(Object point labels):
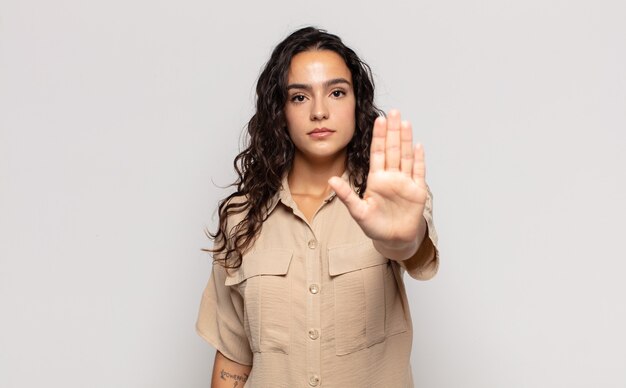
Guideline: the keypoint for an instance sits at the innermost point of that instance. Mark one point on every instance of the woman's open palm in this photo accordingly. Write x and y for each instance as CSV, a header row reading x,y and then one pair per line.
x,y
394,200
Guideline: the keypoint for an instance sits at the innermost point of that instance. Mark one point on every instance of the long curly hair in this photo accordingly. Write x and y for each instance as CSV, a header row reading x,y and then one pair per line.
x,y
269,150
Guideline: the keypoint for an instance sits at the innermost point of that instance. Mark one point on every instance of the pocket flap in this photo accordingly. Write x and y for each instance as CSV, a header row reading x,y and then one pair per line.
x,y
352,257
262,262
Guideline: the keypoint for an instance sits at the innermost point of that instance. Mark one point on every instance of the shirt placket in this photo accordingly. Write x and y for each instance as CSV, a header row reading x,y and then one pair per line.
x,y
314,247
313,328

(WHAT TO PRODUCE): Copy out the listing exactly as it stands, but not the pictures.

(THE OUTPUT):
Guideline: the keypoint for an instance sits at the innermost point of that instance. Mark one point on every instance of the woman's open palm in this photo accordingly. Write x and y for each instance as CSV, a header row reading x,y and then one pair per line.
x,y
394,200
Guideline: the keypoint for an instance sits at the innermost point of that instance. Mark one point on every instance of the long curly hair in this photo accordingly. Write x and y for each instance as CSV, a header row reading x,y and then one pair per line.
x,y
269,150
Guideline: the keypoint for an instance sits at the innermost point of that instance. Mark one point on every instance of the pocket flap in this photo accordingly. Write x and y for each instance as CSV, a header row reading x,y and then one pair per line.
x,y
352,257
262,262
Guideline: the keypoint for an instance sits at the innermost point of that instance. Mark one point on every instance of the shirt placket in this photo accordingly. Write x and y for each instance as CSV, a header row reading x,y and then one pair per line.
x,y
314,247
313,328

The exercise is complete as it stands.